In the passage below on the UC Davis geotechnical centrifuge, rewrite the portion starting with "Civil engineers and" and going on through "of centrifugal force.", changing "bunker" to "vault".

- Document extract:
++++
Civil engineers and earthquake analysts wanting to minimize infrastructural damage, the next time a massive tremblor strikes, know where to conduct their research: UC Davis’ world-renowned Center for Geotechnical Modeling (CGM). The facility’s modest set of offices sits adjacent to the Center’s star attraction: a concrete bunker that houses the enormous, 9-meter-radius centrifuge, capable of spinning a five-ton payload at 90 rotations per minute, thereby generating 75Gs of centrifugal force.
The massive device spins scale models — say, of a building or a foundation — that are constructed atop beds of soil placed in a “shaker” at the end of the centrifuge. At operational speed, a foot of soil in the model replicates the pressure forces bearing down on 80 feet of soil in our real world. Hundreds of wired and wireless sensors are buried in the model to collect data; when the speed is optimal, researchers hit the model with a split-second jolt that simulates the ground motion experienced during an earthquake. The goal is to determine not just how the buildings react, but the stability of the soil itself: whether it will retain some level of consistency or — worst case — completely liquefy.
++++
- Data provided:
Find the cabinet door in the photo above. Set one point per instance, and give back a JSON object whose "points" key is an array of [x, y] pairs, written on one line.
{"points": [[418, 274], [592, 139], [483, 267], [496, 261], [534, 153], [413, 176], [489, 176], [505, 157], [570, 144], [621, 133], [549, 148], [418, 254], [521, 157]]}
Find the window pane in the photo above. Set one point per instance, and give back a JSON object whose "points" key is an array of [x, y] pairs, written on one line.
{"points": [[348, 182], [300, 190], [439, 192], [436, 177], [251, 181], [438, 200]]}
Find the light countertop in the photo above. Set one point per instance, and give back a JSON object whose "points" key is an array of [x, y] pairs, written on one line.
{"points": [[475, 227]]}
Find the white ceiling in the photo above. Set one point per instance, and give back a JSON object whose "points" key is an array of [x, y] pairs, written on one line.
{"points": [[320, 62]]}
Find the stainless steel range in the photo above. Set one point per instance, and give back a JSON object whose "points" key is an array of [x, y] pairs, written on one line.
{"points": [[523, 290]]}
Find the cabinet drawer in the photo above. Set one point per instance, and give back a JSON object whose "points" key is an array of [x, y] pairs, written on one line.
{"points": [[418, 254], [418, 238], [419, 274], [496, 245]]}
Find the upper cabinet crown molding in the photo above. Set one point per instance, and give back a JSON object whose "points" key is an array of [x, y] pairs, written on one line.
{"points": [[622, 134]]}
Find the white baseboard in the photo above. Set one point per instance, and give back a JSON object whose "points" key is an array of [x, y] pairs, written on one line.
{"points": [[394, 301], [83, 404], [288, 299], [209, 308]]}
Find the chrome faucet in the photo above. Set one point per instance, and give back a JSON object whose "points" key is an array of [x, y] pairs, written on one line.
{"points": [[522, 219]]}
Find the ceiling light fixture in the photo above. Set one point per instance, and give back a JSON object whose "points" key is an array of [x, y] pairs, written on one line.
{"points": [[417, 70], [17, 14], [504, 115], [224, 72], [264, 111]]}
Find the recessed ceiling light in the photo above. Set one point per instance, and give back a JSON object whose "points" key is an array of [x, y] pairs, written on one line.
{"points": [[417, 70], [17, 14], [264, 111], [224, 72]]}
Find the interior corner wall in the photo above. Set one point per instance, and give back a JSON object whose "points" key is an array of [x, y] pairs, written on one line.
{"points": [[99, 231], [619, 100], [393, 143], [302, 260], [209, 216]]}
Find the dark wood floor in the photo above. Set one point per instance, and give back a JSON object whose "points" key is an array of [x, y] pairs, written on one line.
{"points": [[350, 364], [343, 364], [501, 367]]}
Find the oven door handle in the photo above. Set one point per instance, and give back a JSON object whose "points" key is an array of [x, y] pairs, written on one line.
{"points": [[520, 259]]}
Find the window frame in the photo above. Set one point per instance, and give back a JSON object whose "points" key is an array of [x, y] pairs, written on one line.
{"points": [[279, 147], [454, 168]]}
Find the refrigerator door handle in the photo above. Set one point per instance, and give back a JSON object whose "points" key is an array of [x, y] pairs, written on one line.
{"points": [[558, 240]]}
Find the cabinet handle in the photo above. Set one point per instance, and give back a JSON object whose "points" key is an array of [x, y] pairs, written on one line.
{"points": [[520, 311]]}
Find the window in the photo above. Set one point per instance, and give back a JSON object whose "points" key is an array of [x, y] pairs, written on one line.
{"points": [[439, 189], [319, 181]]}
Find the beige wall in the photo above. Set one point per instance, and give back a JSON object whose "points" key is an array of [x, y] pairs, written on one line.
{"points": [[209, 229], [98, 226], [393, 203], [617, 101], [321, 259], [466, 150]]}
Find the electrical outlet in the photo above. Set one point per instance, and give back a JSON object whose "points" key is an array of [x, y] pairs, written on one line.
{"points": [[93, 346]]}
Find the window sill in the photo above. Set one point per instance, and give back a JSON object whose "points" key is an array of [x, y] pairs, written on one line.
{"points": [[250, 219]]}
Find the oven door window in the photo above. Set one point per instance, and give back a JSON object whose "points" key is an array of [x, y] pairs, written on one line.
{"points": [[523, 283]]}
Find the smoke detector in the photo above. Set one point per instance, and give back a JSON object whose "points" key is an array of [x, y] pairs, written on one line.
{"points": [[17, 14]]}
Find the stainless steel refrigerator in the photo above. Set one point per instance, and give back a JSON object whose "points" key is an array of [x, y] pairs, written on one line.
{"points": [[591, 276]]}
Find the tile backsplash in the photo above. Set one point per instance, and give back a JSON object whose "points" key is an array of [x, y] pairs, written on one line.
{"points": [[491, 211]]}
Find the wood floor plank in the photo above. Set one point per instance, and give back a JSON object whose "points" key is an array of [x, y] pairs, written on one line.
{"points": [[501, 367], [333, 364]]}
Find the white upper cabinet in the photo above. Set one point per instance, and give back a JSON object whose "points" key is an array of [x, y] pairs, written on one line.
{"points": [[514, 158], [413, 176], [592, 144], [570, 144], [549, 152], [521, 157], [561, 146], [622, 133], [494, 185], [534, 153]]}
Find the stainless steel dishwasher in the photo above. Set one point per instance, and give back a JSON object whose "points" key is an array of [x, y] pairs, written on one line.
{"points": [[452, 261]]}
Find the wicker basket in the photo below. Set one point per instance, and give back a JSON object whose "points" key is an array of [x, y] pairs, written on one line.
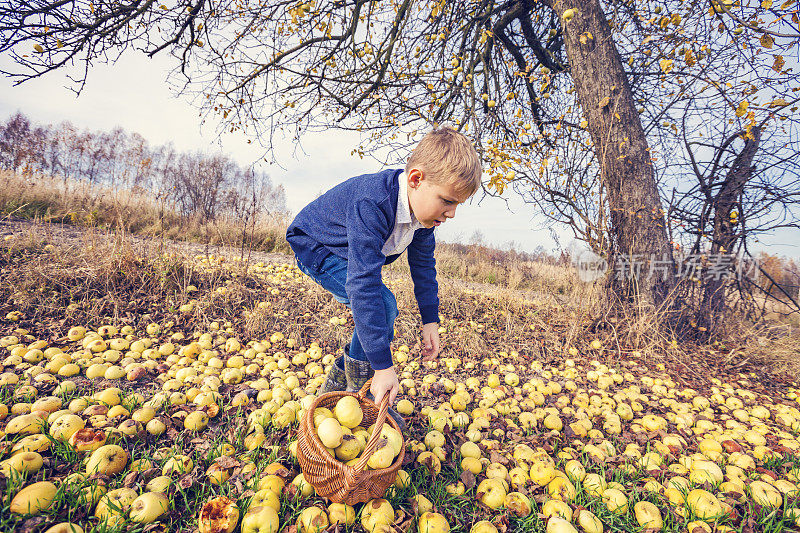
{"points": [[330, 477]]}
++++
- Answer to this task:
Civil engineers and earthquake analysts wanting to minimize infrastructural damage, the next time a massive tremblor strikes, know where to conduct their research: UC Davis’ world-renowned Center for Geotechnical Modeling (CGM). The facility’s modest set of offices sits adjacent to the Center’s star attraction: a concrete vault that houses the enormous, 9-meter-radius centrifuge, capable of spinning a five-ton payload at 90 rotations per minute, thereby generating 75Gs of centrifugal force.